## Exercise
Without skipping anything, print all of the data exactly.

## Supplied material
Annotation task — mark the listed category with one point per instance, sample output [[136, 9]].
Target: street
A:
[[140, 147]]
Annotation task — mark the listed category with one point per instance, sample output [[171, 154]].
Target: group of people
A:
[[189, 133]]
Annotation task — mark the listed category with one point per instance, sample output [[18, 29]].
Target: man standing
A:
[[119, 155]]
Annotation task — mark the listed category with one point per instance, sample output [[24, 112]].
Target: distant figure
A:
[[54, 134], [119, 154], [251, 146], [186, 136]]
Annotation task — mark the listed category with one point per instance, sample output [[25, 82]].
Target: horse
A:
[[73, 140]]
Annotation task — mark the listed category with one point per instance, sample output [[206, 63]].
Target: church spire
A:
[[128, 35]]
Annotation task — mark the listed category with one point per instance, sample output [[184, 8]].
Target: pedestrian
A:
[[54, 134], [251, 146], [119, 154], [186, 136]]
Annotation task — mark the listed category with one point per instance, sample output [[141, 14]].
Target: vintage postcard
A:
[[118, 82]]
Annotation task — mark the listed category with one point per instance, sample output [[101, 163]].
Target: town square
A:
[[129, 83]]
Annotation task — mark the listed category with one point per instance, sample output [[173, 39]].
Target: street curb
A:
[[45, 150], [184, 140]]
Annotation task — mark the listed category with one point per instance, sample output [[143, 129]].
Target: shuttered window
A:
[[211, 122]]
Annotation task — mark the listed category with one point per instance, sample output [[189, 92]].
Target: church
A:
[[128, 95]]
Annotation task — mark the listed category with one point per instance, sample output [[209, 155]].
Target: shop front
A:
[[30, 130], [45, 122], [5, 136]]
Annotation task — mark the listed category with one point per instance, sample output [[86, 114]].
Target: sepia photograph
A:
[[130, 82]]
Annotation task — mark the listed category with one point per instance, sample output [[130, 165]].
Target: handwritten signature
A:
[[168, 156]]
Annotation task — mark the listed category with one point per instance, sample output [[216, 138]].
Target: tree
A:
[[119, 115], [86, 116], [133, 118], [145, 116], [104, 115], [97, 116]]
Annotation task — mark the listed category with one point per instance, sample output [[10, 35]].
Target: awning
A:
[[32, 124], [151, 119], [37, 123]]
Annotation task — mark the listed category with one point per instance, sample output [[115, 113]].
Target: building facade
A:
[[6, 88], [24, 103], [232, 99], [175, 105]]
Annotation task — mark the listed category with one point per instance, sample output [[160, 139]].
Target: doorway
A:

## Task output
Annotation task — mark the listed category with one point per instance, sample output [[136, 9]].
Target: street
A:
[[140, 147]]
Annotation task — mark the listed category with one point per instance, sample output [[171, 154]].
Target: group of people
A:
[[189, 133]]
Annotation task — mark the listed category with one point per instance, sample output [[18, 29]].
Target: man standing
A:
[[119, 155]]
Annotation task — mark the listed category with one point per instance, sample output [[24, 112]].
Target: distant figure
A:
[[54, 134], [119, 154], [251, 146], [186, 136]]
Annotation task — mark the listed category with one point per instance, sample output [[25, 82]].
Target: horse
A:
[[73, 140]]
Annotation task — mark the listed category with one point per instance, sample output [[206, 63]].
Target: church spire
A:
[[128, 35]]
Annotation task — mark the listed category with one point per instance, sample output [[184, 8]].
Target: pedestrian
A:
[[54, 134], [251, 146], [119, 154], [186, 136]]
Annotation task — mark the listed category with one point per instance, sample output [[141, 14]].
Target: vintage postcard
A:
[[118, 82]]
Annotation task — mark the listed category with one point per instance, sample output [[101, 163]].
Target: town square
A:
[[129, 83]]
Annotation task — mark the listed category with one point per instance, sample output [[173, 39]].
Target: street curb
A:
[[45, 150], [184, 140]]
Annotation task — mark the listed category with one point per instance, sample output [[143, 129]].
Target: shuttered window
A:
[[211, 122]]
Annotation task — mark the listed category with one point per instance, sample output [[189, 92]].
Target: church
A:
[[128, 95]]
Annotation task — mark the listed category with one point per instance, sample output [[209, 155]].
Target: shop front
A:
[[30, 130], [45, 122], [5, 136]]
Annotation task — mark the listed category with one point per instance, sample output [[86, 114]].
Target: sepia photograph
A:
[[130, 82]]
Annotation task — mark the listed category with one point per instance, sample output [[130, 165]].
Target: handwritten signature
A:
[[168, 156]]
Annotation task — mark the listed category with one point per instance, sample output [[216, 138]].
Target: tree
A:
[[119, 115], [86, 116], [133, 118], [145, 116], [104, 115], [97, 116]]
Annotation task — mark the listed category with one point per instance, sample output [[10, 35]].
Target: awning
A:
[[32, 124], [151, 119], [37, 123]]
Annotation task — mark the listed category with one point per instance, sample output [[115, 113]].
Target: building facade
A:
[[6, 88], [24, 103], [232, 99], [175, 105]]
Annotation task — mark the listed category with one point per instance, sample output [[160, 139]].
Target: doorway
A:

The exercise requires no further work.